At the Court Ludovico Gonzaga of Mantua existing chair styles were refined with luxurious textiles. Andrea Mantegna and merchants, such as the Medici in Florence wanted to enjoy the good life too, seconding the furnishings previously only used by the nobility to themselves.
An all new middle level of society was now emerging.
By the 17th century in England and North Western Europe, society was adopting a new economic model, the one that forms the basis for today’s western tradition.
Patronage, vision and creativity were coming together as new worlds opened up with exploration.
At Knole in Kent a number of perquisite chairs from this period survive with original upholstery intact paying homage to ancient Roman styles.
They are also trimmed with fringing and braiding from France (passimenterie).
Made by John Casbert the royal upholsterer, William Juxon Archbishop of Canterbury used a Roman style of chair at the coronation of Charles II (1630 – 1685) who brought French influence to England when he was restored to the English throne in 1660.

→ **Dataset extract**:
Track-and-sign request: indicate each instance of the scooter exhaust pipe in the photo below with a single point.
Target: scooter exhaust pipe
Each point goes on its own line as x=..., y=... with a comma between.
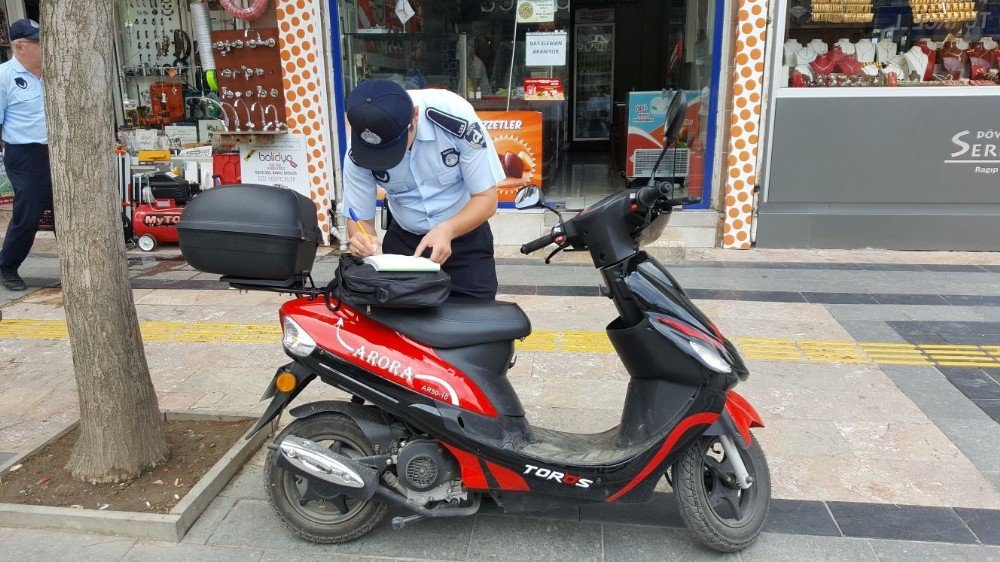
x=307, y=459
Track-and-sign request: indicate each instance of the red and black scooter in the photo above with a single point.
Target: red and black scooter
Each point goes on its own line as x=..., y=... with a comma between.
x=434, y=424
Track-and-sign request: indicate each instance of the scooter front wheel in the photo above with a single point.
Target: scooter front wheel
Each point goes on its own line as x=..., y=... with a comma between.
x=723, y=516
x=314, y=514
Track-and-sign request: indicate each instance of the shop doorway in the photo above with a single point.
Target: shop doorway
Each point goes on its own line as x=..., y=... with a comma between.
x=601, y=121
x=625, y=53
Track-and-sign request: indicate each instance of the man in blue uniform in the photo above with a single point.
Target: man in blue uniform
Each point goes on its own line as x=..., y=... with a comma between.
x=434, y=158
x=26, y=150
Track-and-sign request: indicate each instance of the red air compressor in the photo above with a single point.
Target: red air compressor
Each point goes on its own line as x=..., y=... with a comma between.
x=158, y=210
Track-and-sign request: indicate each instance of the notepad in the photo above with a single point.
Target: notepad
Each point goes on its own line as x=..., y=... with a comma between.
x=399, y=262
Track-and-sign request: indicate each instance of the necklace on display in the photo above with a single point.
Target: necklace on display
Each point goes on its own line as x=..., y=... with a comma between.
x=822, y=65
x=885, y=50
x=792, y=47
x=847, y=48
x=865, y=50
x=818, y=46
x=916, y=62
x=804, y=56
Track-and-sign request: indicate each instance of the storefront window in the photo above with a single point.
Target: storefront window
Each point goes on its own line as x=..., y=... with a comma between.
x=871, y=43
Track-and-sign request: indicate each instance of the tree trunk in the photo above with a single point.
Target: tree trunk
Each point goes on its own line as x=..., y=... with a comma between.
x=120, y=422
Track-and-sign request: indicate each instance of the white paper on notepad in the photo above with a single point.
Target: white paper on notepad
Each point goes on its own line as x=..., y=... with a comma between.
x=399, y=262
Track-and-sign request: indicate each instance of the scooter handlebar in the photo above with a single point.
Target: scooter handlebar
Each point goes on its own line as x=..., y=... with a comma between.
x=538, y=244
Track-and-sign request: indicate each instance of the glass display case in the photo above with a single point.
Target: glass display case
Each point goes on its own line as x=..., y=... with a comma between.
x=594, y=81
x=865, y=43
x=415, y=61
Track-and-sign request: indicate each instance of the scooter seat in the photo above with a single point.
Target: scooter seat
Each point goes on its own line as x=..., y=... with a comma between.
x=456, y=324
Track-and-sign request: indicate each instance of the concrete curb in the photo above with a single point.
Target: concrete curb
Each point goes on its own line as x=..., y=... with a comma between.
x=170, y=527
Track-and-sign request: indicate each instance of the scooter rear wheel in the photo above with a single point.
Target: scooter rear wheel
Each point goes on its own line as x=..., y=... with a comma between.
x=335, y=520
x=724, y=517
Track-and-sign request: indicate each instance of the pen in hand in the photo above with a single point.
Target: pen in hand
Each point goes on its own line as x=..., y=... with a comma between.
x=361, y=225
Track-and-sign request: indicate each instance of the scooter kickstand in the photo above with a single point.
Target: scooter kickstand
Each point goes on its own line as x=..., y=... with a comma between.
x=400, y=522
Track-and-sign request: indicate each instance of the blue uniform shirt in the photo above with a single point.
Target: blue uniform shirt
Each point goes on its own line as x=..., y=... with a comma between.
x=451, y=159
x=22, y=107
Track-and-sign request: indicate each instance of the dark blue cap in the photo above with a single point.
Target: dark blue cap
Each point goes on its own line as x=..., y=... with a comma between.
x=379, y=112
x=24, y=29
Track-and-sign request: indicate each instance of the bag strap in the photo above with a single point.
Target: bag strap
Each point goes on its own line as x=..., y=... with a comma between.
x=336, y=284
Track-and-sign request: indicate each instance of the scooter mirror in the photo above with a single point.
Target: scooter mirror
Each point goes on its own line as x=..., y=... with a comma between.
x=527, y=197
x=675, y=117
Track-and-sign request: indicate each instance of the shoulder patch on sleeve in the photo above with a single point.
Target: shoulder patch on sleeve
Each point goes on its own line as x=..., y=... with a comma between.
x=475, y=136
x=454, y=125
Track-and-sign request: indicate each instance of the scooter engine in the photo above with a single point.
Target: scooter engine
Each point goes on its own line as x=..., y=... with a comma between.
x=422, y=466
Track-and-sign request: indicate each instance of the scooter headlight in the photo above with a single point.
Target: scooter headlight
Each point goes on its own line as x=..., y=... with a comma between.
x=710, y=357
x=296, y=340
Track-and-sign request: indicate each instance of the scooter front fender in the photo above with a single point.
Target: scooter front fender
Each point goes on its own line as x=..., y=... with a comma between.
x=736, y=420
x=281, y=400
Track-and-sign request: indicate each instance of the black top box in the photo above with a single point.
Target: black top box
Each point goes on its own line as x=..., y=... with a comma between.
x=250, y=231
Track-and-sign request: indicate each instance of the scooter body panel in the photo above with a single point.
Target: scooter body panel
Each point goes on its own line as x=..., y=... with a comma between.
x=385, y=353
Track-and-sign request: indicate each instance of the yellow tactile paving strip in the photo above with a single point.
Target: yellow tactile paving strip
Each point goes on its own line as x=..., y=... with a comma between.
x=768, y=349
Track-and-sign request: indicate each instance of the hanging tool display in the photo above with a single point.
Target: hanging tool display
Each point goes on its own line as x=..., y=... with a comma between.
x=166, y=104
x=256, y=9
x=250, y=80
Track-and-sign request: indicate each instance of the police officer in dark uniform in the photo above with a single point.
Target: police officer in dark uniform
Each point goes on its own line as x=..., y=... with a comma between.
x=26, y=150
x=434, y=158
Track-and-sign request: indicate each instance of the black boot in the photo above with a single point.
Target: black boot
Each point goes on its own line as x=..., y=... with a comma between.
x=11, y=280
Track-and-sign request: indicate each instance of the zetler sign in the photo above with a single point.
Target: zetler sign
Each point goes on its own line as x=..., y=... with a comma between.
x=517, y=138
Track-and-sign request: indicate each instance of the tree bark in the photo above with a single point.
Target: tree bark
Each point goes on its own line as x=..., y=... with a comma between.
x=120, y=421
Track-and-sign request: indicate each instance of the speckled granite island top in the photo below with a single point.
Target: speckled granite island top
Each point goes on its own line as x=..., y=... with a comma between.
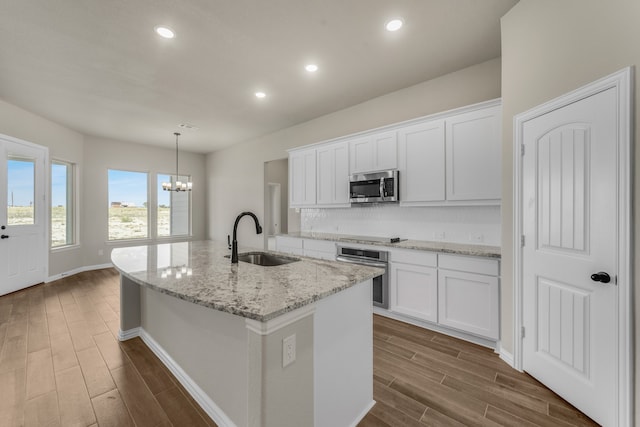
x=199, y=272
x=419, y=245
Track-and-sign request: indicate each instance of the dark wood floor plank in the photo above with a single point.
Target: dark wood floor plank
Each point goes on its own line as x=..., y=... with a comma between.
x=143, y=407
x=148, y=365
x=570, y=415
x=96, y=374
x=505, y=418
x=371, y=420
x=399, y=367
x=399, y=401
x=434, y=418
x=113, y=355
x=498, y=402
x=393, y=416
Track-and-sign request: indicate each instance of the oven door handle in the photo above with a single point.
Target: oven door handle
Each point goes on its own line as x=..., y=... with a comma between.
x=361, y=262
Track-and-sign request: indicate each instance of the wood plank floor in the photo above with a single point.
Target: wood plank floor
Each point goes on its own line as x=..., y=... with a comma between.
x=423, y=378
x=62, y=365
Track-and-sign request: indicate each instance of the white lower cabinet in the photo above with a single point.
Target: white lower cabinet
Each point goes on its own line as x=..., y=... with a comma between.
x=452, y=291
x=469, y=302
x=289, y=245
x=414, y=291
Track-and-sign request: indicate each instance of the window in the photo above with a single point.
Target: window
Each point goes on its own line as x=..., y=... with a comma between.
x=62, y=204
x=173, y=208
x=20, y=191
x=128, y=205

→ **Activity list**:
**A)** Please edit the chair history text from "By the 17th" to "today’s western tradition.", putting "social order" in place of "economic model".
**B)** Continue the text on the history of chairs from its last sentence.

→ **Task answers**:
**A)**
By the 17th century in England and North Western Europe, society was adopting a new social order, the one that forms the basis for today’s western tradition.

**B)**
Following France’s invasion of Holland in 1672 the Dutch fell in behind William 111 Prince of Orange, when he and his wife Mary, the sister of Charles II travelled to England in 1689 to take the throne.
This was when the balance of power began to shift from the top down in earnest.
They summoned their French designer Daniel Marot (1660-1712) to England where he remained until 1698, becoming the game changer with his influence on art, design and style.
Marot’s family were Huguenots (Protestants) part of the wave of émigrés who left France in the year Louis XIV Revoked Edict of Nantes (1685), which had ensured their security through religious toleration.
Now as he neared the end of his reign Louis decided he wanted to leave to God a fully ‘Christian’ France.
As most of his artists and artisans were Huguenots the creme de la creme of his workers producing luxury products for all the courts of Europe fled. This had a depressive impact on the economy in France when they left, and in England, the Netherlands and other countries they had fled to, prospered.
Marot brought the fully developed court style of Louis XIV from France to Holland, and London.
His chairs with distinctive tall-carved elaborately styled backs were readily available, exemplifying the cross-cultural and political affiliation between England and Holland.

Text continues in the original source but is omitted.